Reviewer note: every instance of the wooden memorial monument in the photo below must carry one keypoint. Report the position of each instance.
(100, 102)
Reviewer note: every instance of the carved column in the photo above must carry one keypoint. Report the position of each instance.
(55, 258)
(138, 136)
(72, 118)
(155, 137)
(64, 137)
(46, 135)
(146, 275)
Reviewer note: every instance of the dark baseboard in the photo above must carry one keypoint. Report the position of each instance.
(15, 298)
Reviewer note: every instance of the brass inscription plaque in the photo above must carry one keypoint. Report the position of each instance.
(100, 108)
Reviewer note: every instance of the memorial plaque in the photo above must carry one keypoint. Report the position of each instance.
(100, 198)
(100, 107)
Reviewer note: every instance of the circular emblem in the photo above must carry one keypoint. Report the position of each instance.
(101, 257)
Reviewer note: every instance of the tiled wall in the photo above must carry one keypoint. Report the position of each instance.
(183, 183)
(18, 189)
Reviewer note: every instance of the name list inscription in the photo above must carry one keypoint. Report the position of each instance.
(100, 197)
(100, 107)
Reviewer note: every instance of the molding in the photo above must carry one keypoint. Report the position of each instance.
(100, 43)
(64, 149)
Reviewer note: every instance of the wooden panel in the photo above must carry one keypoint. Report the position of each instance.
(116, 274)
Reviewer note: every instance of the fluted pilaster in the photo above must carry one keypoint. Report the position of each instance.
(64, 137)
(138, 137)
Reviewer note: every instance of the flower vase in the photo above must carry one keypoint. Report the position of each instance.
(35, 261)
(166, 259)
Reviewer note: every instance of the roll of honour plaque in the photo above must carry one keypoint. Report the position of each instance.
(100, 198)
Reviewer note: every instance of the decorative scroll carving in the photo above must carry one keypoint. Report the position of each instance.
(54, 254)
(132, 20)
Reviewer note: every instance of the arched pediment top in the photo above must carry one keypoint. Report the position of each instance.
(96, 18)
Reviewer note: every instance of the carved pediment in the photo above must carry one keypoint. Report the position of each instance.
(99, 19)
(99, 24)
^^^^
◆ Given task
Switch every "keypoint" in the records above to "marker", and reproduce the records with everything else left unchanged.

◆ Finished exercise
Reviewer note: every instance of the wooden memorial monument in the photo below must carry one marker. Report the position of each instance.
(100, 102)
Reviewer note: every instance of the carved column in the photo above must carry one marker. Report the position of each instance.
(55, 258)
(138, 136)
(72, 118)
(155, 137)
(64, 137)
(46, 135)
(146, 275)
Reviewer note: every instance of the dark baseboard in the photo above must carry one marker. Report the position of each instance.
(15, 298)
Reviewer note: every instance of the brass inscription plaque in the photo above must carry one marker. Report the position of each instance.
(100, 108)
Reviewer note: every instance of the memorial plaque in the photo above must carry one marker. Report the position of each instance.
(100, 198)
(100, 107)
Reviewer note: every instance of the circular emblem in the photo above must carry one marker. Report the position of each instance.
(101, 257)
Reviewer note: every instance of the tiled wall in the photo above must carry one marker. Report the position of each instance.
(183, 183)
(18, 189)
Reviewer note: every instance of the name list inscription in the photo above must carry one marker. Report the position of each instance.
(100, 197)
(100, 107)
Reviewer note: every instance of the molding in the photo above must carry one marker. Report the position of each instance.
(100, 43)
(64, 149)
Reviewer note: every instance of the wooden panel in the photo above must carry one marker. Report the position of each instance.
(116, 274)
Reviewer note: every instance of the fluted pilaster in the photo above must carry one marker. Report the position of each instance.
(64, 137)
(138, 137)
Reviewer note: every instance of the flower vase in the photo above must carry one marker. Report the position of each instance.
(35, 261)
(166, 259)
Reviewer note: every instance of the roll of honour plaque in the photo above must carry one marker. Report the position of each instance.
(100, 198)
Reviewer note: every instance of the decorative scroll carving in the photo above must carry one marker. Report the position of each instance.
(54, 254)
(132, 20)
Reviewer note: every instance of the arched pediment top in the photo above must carry one marker. Report the position of each instance.
(96, 18)
Reviewer note: every instance of the carved pediment in the photo above must carry one marker. Report the position of each instance.
(99, 19)
(99, 24)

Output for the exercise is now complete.